Exercise instructions
Pull out every line of the records below that contains the string "shopping", and list those lines with nothing else.

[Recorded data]

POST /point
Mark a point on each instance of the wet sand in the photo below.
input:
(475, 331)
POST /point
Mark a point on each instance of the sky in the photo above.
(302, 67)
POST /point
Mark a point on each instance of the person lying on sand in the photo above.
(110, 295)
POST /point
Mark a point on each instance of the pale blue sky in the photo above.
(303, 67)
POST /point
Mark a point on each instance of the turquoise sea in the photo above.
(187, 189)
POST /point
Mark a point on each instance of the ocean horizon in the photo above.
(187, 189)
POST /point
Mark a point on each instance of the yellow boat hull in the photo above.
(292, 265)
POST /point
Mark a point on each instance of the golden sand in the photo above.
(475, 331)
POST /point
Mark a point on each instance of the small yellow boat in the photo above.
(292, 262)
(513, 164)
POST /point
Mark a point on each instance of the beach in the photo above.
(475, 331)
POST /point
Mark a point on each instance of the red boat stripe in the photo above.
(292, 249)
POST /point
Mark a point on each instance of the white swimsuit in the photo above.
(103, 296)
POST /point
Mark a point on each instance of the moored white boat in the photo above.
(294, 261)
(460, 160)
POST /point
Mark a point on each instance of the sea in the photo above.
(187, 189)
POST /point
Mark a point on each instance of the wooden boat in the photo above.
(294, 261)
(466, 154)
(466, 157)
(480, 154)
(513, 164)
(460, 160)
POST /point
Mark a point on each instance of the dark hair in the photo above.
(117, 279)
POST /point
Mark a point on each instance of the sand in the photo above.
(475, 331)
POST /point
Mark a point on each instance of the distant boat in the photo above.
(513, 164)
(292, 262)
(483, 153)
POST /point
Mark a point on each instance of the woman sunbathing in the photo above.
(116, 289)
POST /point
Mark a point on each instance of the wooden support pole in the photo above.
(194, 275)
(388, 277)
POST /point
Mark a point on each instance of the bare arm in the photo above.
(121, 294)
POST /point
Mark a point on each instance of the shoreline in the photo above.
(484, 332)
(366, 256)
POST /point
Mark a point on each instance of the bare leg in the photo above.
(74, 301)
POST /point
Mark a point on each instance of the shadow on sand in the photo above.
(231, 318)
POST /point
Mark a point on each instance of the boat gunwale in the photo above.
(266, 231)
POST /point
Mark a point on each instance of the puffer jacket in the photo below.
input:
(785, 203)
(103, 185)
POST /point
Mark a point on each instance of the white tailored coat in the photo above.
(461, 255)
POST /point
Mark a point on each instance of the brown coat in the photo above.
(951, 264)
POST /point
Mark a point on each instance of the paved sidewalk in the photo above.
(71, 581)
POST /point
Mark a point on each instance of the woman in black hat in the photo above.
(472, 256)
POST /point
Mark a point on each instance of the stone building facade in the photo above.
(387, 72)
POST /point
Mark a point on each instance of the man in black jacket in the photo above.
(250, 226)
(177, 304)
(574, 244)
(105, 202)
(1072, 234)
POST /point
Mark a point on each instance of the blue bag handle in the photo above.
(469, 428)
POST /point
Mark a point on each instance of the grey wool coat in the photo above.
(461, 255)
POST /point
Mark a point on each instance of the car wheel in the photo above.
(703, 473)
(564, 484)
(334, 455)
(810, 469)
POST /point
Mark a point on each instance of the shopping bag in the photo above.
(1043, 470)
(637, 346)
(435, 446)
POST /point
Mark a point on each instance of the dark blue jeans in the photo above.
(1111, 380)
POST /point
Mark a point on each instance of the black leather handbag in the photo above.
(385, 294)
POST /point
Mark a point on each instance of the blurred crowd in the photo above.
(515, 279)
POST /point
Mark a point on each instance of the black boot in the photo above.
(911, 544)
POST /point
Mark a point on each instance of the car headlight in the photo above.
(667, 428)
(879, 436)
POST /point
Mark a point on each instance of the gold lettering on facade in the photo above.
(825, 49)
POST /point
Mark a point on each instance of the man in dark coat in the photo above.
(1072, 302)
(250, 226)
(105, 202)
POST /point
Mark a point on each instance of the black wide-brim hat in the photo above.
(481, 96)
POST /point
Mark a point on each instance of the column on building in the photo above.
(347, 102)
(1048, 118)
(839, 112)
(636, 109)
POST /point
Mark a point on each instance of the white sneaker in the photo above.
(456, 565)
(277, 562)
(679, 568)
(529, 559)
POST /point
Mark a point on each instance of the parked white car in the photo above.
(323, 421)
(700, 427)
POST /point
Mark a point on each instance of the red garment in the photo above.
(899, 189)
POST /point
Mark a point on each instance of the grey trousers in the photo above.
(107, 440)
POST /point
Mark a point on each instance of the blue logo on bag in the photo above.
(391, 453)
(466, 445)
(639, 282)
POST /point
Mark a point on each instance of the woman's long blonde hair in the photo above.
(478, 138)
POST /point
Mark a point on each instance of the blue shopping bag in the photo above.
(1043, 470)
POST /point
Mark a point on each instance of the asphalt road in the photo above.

Reply
Mark a point on each instance of the shopping bag in the photo above.
Mark a point on each instance of the blue shopping bag in the photo above.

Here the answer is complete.